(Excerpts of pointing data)
########
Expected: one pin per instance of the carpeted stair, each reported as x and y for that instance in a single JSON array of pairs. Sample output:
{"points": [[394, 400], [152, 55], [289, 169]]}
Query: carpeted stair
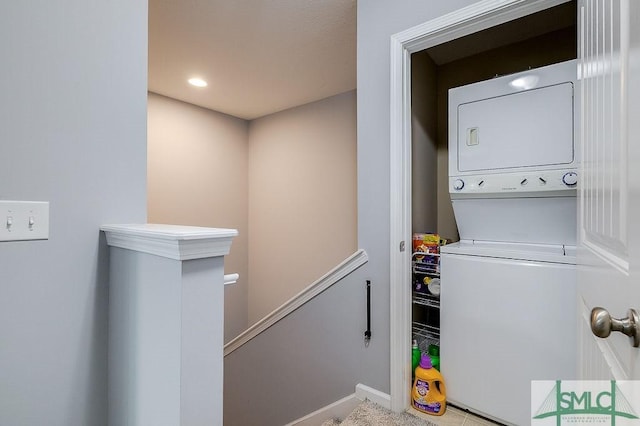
{"points": [[370, 414]]}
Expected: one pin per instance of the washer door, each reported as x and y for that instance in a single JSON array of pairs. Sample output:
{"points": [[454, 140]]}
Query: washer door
{"points": [[504, 323]]}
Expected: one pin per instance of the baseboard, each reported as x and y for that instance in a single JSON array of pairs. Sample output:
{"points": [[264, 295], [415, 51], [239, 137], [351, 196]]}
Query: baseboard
{"points": [[365, 392], [338, 410], [343, 407]]}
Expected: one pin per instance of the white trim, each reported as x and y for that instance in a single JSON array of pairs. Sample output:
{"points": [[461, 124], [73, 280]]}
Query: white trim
{"points": [[231, 279], [365, 392], [337, 410], [476, 17], [171, 241], [349, 265]]}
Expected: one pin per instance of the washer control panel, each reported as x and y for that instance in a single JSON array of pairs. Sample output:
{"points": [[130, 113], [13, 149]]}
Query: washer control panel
{"points": [[505, 183]]}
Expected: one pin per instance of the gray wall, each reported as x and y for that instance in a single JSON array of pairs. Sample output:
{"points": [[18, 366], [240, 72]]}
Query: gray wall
{"points": [[73, 132], [302, 198], [317, 355], [197, 171]]}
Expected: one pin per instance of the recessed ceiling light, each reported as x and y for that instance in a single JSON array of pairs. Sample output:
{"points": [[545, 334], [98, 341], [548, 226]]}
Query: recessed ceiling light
{"points": [[198, 82]]}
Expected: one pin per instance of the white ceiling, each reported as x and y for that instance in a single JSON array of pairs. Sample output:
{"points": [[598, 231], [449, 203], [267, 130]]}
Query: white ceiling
{"points": [[258, 56]]}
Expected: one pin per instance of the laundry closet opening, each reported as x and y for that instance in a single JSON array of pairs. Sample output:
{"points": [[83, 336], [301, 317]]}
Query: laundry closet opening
{"points": [[534, 41]]}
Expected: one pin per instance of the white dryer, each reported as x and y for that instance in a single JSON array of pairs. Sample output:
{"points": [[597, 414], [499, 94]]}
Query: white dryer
{"points": [[508, 290]]}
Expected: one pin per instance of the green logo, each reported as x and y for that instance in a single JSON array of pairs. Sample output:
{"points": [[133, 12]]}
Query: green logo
{"points": [[586, 402]]}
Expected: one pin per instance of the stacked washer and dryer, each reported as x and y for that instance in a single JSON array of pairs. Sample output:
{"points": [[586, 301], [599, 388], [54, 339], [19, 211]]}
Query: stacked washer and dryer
{"points": [[508, 296]]}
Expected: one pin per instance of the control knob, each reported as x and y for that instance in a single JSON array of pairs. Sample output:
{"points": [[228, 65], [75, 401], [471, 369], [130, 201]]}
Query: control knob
{"points": [[458, 184], [570, 178]]}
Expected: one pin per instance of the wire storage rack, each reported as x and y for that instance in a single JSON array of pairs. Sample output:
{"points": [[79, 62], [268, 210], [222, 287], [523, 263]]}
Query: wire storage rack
{"points": [[425, 325]]}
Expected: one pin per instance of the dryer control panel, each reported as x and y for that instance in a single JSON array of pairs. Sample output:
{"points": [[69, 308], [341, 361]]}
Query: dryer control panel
{"points": [[522, 184]]}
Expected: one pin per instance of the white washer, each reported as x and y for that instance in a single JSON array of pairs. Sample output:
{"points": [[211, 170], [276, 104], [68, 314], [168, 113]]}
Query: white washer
{"points": [[508, 290], [508, 317]]}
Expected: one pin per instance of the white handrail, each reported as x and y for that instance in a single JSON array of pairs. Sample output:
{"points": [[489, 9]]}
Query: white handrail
{"points": [[347, 266]]}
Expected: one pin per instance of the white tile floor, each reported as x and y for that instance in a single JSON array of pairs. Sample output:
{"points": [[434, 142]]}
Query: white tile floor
{"points": [[453, 417]]}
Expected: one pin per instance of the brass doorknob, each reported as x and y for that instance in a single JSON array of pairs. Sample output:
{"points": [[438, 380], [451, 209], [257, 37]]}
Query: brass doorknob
{"points": [[602, 324]]}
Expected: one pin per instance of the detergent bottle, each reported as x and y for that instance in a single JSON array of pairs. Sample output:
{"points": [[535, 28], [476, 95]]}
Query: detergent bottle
{"points": [[429, 393], [415, 358]]}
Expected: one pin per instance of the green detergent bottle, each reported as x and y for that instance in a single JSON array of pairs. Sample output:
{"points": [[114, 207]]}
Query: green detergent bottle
{"points": [[415, 358]]}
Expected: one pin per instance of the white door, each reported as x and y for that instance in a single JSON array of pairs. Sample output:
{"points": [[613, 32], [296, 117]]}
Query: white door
{"points": [[609, 207]]}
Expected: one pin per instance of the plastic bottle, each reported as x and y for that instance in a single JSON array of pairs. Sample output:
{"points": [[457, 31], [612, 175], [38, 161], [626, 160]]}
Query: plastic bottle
{"points": [[429, 393], [434, 354], [415, 357]]}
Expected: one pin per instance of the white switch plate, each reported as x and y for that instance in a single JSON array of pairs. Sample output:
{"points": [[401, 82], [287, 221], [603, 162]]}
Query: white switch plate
{"points": [[24, 220]]}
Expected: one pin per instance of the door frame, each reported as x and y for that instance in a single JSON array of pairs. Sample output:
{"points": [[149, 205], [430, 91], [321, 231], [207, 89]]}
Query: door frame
{"points": [[476, 17]]}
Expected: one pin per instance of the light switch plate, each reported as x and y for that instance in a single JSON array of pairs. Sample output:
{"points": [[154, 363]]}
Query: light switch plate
{"points": [[24, 220]]}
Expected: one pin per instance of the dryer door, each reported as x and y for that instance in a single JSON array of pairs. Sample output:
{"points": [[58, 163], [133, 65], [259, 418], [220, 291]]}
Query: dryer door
{"points": [[525, 129]]}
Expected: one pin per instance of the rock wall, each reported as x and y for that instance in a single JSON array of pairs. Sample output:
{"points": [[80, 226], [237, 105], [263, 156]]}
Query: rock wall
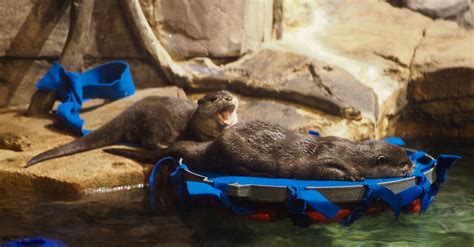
{"points": [[23, 64]]}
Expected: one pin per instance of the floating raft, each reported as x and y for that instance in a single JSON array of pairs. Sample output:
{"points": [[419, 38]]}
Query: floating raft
########
PROBLEM REQUIREMENTS -
Could you output every line of the entries above as a JSON list of strings, one string per line, leaving out blank lines and the pictures?

FINAL RESULT -
[
  "Expected: one pin per instance of the carpeted stair, each reported as x and y for that instance in a single JSON array of pairs. Sample output:",
  "{\"points\": [[394, 400], [152, 55], [289, 169]]}",
  "Query: carpeted stair",
  "{\"points\": [[370, 414]]}",
  "Expected: one pin per instance of the washer door, each reported as x and y for that instance in a single JSON array of pairs. Sample output:",
  "{\"points\": [[454, 140]]}",
  "Query: washer door",
  "{\"points\": [[504, 323]]}",
  "Expected: one pin per instance of the baseboard, each reported as x and y for that instance in a single JSON array of pairs. Sample output:",
  "{\"points\": [[264, 295], [415, 51], [239, 137], [351, 196]]}",
  "Query: baseboard",
  "{\"points\": [[365, 392], [338, 410], [343, 407]]}",
  "Expected: one pin per instance of the white trim, each reported as x and y for that instance in a single JSON array of pairs. Sample output:",
  "{\"points\": [[461, 124], [73, 280]]}",
  "Query: white trim",
  "{\"points\": [[231, 279], [365, 392], [337, 410], [476, 17], [171, 241], [349, 265]]}",
  "Expected: one pin per instance of the washer control panel, each reported as x and y for that instance in a single JSON array of pairs. Sample output:",
  "{\"points\": [[130, 113], [13, 149]]}",
  "Query: washer control panel",
  "{\"points\": [[505, 183]]}",
  "Expected: one pin per instance of the gray wall, each reported as x and y for that instance in a single JSON array of pairs. Sample output:",
  "{\"points\": [[18, 366], [240, 72]]}",
  "Query: gray wall",
  "{\"points\": [[73, 132], [302, 198], [317, 355], [197, 171]]}",
  "Expected: one pin per instance of the recessed ceiling light, each reported as x and y for that instance in a single JSON array of pairs. Sample output:",
  "{\"points\": [[545, 334], [98, 341], [548, 226]]}",
  "Query: recessed ceiling light",
  "{\"points\": [[198, 82]]}",
  "Expected: one pin per instance of the white ceiling, each reported as x and y for that instance in a single JSON array of pairs. Sample output:",
  "{\"points\": [[598, 231], [449, 203], [267, 130]]}",
  "Query: white ceiling",
  "{\"points\": [[258, 56]]}",
  "Expected: one pin per instance of the laundry closet opening, each reported as x and y for that instance in a single JSON array of pairs. Sample output:",
  "{\"points\": [[83, 336], [301, 317]]}",
  "Query: laundry closet opening",
  "{\"points\": [[534, 41]]}",
  "Expected: one pin per instance of the white dryer, each reported as x and y for that instance in a single JSON array of pairs. Sample output:",
  "{\"points\": [[597, 414], [499, 94]]}",
  "Query: white dryer",
  "{\"points\": [[508, 290]]}",
  "Expected: one pin per instance of the green logo, each reported as x and y for that instance in a single JSON array of pairs. Sample output:",
  "{\"points\": [[133, 12]]}",
  "Query: green logo",
  "{\"points\": [[586, 402]]}",
  "Expected: one pin per instance of the stacked washer and dryer, each reported as x and y for that instance in a single JSON array of pairs. Sample output:",
  "{\"points\": [[586, 301], [599, 388], [54, 339], [19, 211]]}",
  "Query: stacked washer and dryer",
  "{\"points\": [[508, 296]]}",
  "Expected: one pin per instance of the control knob, each reported as x and y for that instance in a single JSON array of pairs. Sample output:",
  "{\"points\": [[228, 65], [75, 401], [471, 369], [130, 201]]}",
  "Query: control knob",
  "{\"points\": [[458, 184], [570, 178]]}",
  "Expected: one pin per instance of the wire storage rack, each reported as x and y for that instance in a single JSON array of pairs. Sample output:",
  "{\"points\": [[79, 62], [268, 210], [222, 287], [523, 263]]}",
  "Query: wire storage rack",
  "{\"points\": [[425, 325]]}",
  "Expected: one pin per instance of the dryer control panel, each reported as x and y for that instance in a single JSON array of pairs. Sample output:",
  "{\"points\": [[69, 308], [341, 361]]}",
  "Query: dryer control panel",
  "{\"points\": [[522, 184]]}",
  "Expected: one pin per instance of the white washer, each reported as x and y for that instance in a single JSON array of pairs. Sample output:",
  "{\"points\": [[211, 170], [276, 104], [68, 314], [168, 113]]}",
  "Query: white washer",
  "{\"points\": [[508, 290], [508, 317]]}",
  "Expected: one pin per instance of the white handrail, each reported as x and y for that instance in a single JSON array of pairs. Sample output:",
  "{\"points\": [[489, 9]]}",
  "Query: white handrail",
  "{\"points\": [[347, 266]]}",
  "Expected: one pin per instance of the white tile floor, each reported as x and y for that instance in a single JSON array of pairs. Sample output:",
  "{\"points\": [[434, 142]]}",
  "Query: white tile floor",
  "{\"points\": [[453, 417]]}",
  "Expected: one pin per instance of the brass doorknob, each reported as x and y for that instance in a single JSON array of pairs. Sample output:",
  "{\"points\": [[438, 380], [451, 209], [257, 37]]}",
  "Query: brass doorknob",
  "{\"points\": [[602, 324]]}",
  "Expected: one pin per instance of the detergent bottle, each reported as x and y for that instance in a single JSON array of pairs. Sample output:",
  "{\"points\": [[535, 28], [476, 95]]}",
  "Query: detergent bottle",
  "{\"points\": [[429, 393], [415, 358]]}",
  "Expected: one pin per instance of the green detergent bottle, each reported as x and y for that instance in a single JSON array of pairs. Sample output:",
  "{\"points\": [[114, 207]]}",
  "Query: green detergent bottle",
  "{\"points\": [[415, 358]]}",
  "Expected: one pin per instance of the white door, each reported as x and y for that instance in a single JSON array of pairs. Sample output:",
  "{\"points\": [[613, 32], [296, 117]]}",
  "Query: white door",
  "{\"points\": [[609, 207]]}",
  "Expected: one pin per instance of the plastic bottle, each reported as x and y for that instance in a single JSON array of pairs. Sample output:",
  "{\"points\": [[457, 31], [612, 175], [38, 161], [626, 160]]}",
  "Query: plastic bottle",
  "{\"points\": [[429, 393], [434, 354], [415, 357]]}",
  "Expected: one pin per instance of the white switch plate, each reported as x and y for that instance in a single JSON array of pairs. Sample output:",
  "{\"points\": [[401, 82], [287, 221], [603, 162]]}",
  "Query: white switch plate",
  "{\"points\": [[24, 220]]}",
  "Expected: one pin per instance of the door frame, each reported as x and y for that instance in a single JSON array of pairs. Sample output:",
  "{\"points\": [[149, 205], [430, 91], [321, 231], [207, 89]]}",
  "Query: door frame",
  "{\"points\": [[476, 17]]}",
  "Expected: one pin per instance of the light switch plate, each reported as x and y for that instance in a single JSON array of pairs. Sample output:",
  "{\"points\": [[154, 363]]}",
  "Query: light switch plate",
  "{\"points\": [[24, 220]]}",
  "Expected: one pin per instance of the dryer door, each reported as x and y for that instance in a single JSON array of pairs. Sample output:",
  "{\"points\": [[58, 163], [133, 65], [259, 418], [220, 291]]}",
  "Query: dryer door",
  "{\"points\": [[525, 129]]}",
  "Expected: one pin per instance of the rock wall, each reported as x and y for that instance in a single JSON array of pairs. Sample output:",
  "{\"points\": [[80, 226], [237, 105], [263, 156]]}",
  "Query: rock wall",
  "{\"points\": [[23, 64]]}",
  "Expected: one pin per instance of the floating raft, each reported as x and y for that instance in a single JSON array of pairs. Sample output:",
  "{\"points\": [[419, 38]]}",
  "Query: floating raft"
]